Reproduce exactly the lines from the one containing "TARGET = flower cluster" through the end of the entries, including both. Drop the pictures.
━━ Records for the task
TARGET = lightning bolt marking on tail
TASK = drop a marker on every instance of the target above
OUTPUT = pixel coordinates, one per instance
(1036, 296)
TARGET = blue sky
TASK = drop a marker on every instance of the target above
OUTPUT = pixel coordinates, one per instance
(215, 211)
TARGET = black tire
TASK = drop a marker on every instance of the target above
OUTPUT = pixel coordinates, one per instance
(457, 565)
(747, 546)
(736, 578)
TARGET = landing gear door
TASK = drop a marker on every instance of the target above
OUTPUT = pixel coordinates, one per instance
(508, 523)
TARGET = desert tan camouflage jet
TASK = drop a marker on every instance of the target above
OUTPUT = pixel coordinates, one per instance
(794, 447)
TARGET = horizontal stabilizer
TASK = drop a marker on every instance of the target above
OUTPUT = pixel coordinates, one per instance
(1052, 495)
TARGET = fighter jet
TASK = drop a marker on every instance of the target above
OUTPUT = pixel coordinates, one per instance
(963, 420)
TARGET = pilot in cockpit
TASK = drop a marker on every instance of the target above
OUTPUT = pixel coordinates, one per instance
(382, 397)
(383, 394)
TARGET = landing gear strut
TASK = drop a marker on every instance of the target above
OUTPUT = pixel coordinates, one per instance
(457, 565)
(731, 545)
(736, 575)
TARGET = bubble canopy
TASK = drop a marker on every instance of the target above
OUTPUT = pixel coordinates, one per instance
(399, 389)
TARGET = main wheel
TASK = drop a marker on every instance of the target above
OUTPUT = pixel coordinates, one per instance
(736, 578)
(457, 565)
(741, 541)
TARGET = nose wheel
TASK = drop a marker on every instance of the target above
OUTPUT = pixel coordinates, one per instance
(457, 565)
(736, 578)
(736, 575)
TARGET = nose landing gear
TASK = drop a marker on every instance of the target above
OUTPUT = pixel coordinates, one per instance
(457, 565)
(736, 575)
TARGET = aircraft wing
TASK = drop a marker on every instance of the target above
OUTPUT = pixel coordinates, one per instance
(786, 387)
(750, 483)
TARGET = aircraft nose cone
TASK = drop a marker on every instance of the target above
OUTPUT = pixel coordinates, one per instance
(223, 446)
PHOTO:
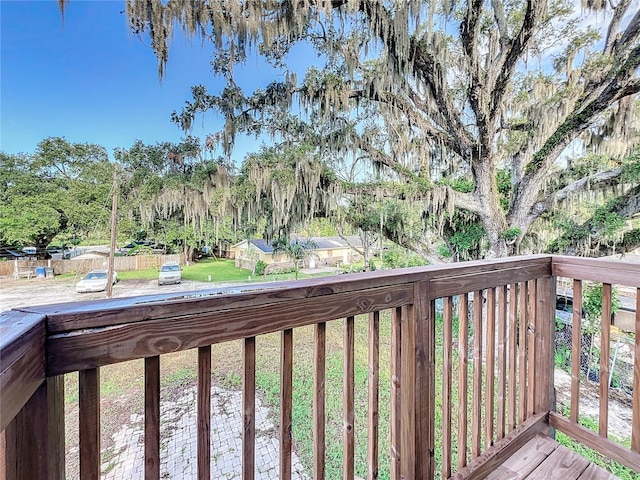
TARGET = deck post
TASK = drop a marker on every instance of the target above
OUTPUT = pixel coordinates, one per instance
(34, 440)
(544, 349)
(424, 387)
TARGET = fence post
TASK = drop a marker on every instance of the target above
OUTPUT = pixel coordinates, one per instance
(34, 440)
(545, 345)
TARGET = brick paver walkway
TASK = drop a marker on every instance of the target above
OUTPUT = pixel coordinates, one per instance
(178, 450)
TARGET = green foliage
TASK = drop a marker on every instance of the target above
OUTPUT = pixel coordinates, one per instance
(259, 268)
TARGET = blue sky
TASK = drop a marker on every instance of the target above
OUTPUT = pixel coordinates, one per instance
(90, 80)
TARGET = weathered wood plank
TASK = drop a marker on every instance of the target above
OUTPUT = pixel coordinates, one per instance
(249, 408)
(476, 405)
(576, 347)
(513, 355)
(597, 270)
(501, 415)
(635, 434)
(490, 366)
(479, 280)
(89, 410)
(526, 460)
(348, 395)
(319, 418)
(151, 418)
(463, 378)
(22, 361)
(486, 463)
(33, 444)
(424, 386)
(204, 413)
(447, 371)
(561, 464)
(103, 313)
(102, 346)
(408, 388)
(373, 397)
(605, 345)
(592, 440)
(286, 402)
(396, 369)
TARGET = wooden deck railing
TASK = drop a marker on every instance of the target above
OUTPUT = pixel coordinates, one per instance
(487, 326)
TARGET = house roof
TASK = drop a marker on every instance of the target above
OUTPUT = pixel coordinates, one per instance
(322, 243)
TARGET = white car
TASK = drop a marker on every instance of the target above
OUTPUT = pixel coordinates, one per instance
(95, 281)
(169, 273)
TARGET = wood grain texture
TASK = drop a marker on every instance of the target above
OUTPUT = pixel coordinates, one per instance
(490, 365)
(463, 379)
(635, 434)
(286, 402)
(348, 396)
(424, 326)
(373, 397)
(204, 413)
(396, 366)
(22, 361)
(33, 444)
(112, 312)
(102, 346)
(592, 440)
(486, 463)
(597, 270)
(501, 414)
(319, 415)
(513, 355)
(576, 346)
(249, 408)
(151, 418)
(447, 371)
(605, 346)
(89, 408)
(476, 404)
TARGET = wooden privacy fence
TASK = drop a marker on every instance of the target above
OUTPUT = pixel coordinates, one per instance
(487, 326)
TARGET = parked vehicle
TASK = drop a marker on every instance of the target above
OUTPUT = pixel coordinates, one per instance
(169, 273)
(95, 281)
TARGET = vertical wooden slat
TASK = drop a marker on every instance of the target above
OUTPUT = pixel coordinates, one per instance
(424, 359)
(635, 433)
(319, 353)
(408, 383)
(502, 361)
(447, 368)
(463, 378)
(374, 386)
(513, 354)
(33, 444)
(249, 408)
(544, 337)
(151, 418)
(89, 435)
(204, 413)
(396, 343)
(348, 391)
(605, 338)
(286, 401)
(576, 348)
(490, 367)
(476, 406)
(522, 354)
(531, 343)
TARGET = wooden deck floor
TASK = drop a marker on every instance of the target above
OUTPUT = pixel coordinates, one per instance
(543, 458)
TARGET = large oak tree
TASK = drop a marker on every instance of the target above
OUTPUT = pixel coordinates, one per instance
(471, 110)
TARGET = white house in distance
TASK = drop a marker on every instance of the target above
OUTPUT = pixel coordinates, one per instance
(329, 251)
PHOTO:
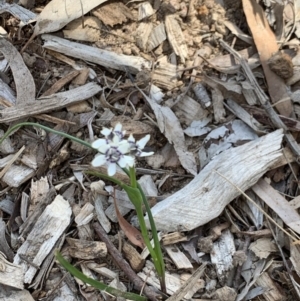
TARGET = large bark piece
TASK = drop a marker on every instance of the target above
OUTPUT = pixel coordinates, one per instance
(205, 197)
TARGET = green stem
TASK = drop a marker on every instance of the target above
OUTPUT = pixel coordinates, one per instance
(157, 246)
(47, 129)
(158, 257)
(99, 285)
(132, 176)
(101, 175)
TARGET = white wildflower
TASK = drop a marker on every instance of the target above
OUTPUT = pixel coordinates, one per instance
(136, 148)
(113, 154)
(115, 150)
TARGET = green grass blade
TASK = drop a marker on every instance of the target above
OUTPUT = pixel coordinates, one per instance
(99, 285)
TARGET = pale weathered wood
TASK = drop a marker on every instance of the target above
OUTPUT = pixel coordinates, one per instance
(18, 174)
(157, 36)
(49, 103)
(175, 37)
(189, 283)
(10, 274)
(100, 269)
(173, 238)
(39, 243)
(221, 255)
(85, 249)
(135, 259)
(24, 81)
(205, 197)
(105, 58)
(178, 257)
(272, 293)
(278, 203)
(8, 294)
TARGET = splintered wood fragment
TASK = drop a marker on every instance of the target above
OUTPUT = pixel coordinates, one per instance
(148, 275)
(99, 199)
(85, 215)
(85, 249)
(48, 228)
(60, 83)
(133, 256)
(295, 202)
(7, 294)
(260, 115)
(49, 103)
(11, 274)
(272, 293)
(164, 75)
(18, 174)
(178, 257)
(21, 13)
(6, 147)
(196, 285)
(224, 264)
(157, 36)
(24, 81)
(113, 13)
(142, 34)
(172, 238)
(249, 93)
(145, 10)
(176, 37)
(101, 57)
(4, 246)
(245, 116)
(188, 109)
(266, 44)
(102, 270)
(202, 95)
(278, 203)
(218, 105)
(205, 197)
(12, 160)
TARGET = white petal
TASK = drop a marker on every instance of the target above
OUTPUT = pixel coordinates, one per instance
(126, 161)
(98, 160)
(103, 148)
(144, 154)
(118, 127)
(97, 143)
(112, 168)
(124, 147)
(131, 139)
(106, 132)
(116, 139)
(141, 143)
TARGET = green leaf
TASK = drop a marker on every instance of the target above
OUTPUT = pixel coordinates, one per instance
(103, 176)
(134, 195)
(47, 129)
(99, 285)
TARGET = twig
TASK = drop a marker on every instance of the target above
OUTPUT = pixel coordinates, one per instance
(262, 97)
(119, 260)
(183, 290)
(238, 273)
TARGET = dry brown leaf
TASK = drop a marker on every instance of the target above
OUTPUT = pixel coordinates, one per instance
(131, 233)
(266, 45)
(24, 81)
(58, 13)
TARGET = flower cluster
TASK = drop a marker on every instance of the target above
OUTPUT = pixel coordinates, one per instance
(115, 150)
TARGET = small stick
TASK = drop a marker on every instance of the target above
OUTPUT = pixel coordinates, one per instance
(119, 260)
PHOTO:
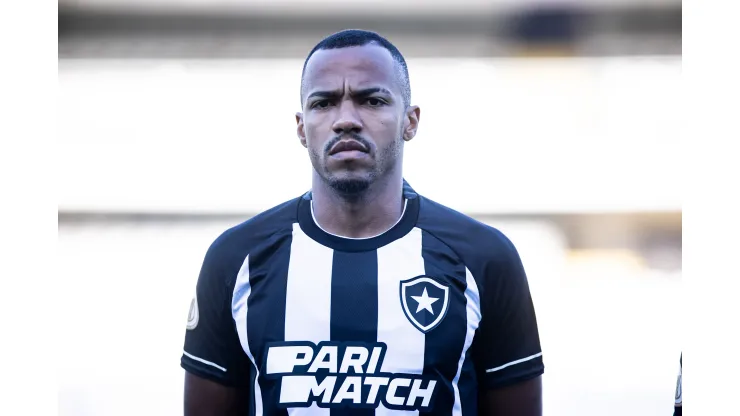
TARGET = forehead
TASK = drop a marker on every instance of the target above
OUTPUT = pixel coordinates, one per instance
(355, 66)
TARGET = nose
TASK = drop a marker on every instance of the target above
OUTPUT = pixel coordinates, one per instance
(347, 119)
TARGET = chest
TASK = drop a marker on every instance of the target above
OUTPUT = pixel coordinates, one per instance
(391, 310)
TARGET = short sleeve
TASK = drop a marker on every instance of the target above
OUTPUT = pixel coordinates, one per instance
(506, 347)
(212, 348)
(678, 402)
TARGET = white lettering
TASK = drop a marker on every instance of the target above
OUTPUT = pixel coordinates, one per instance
━━━━
**Exercise solution**
TARGET = flower cluster
TASK = drop a marker on every instance of the target above
OUTPUT = pixel coordinates, one per instance
(115, 150)
TARGET = small stick
TASK = drop a marker on every instance of the target above
OUTPUT = pixel coordinates, one per instance
(119, 260)
PHOTO:
TARGET = forehead
TASK = drop a marker on every instance of the target above
OUTPUT = pixel coordinates, one per instance
(355, 66)
TARGET = nose
TASK = drop a marker on every instance of the target above
OUTPUT = pixel coordinates, one per instance
(347, 119)
TARGET = chest
TASK = drop a marker on every instance of the target above
OUTPUT = pixel coordinates, one per instance
(391, 310)
TARGET = short sleeve
TASK = drop a marker on every instance of the target above
OUTPUT = pixel coordinates, one per instance
(506, 347)
(212, 348)
(678, 402)
TARGET = white lettering
TASK = drop a marker on every instance of the target above
OUTPUT = pixel coordinates, one per instance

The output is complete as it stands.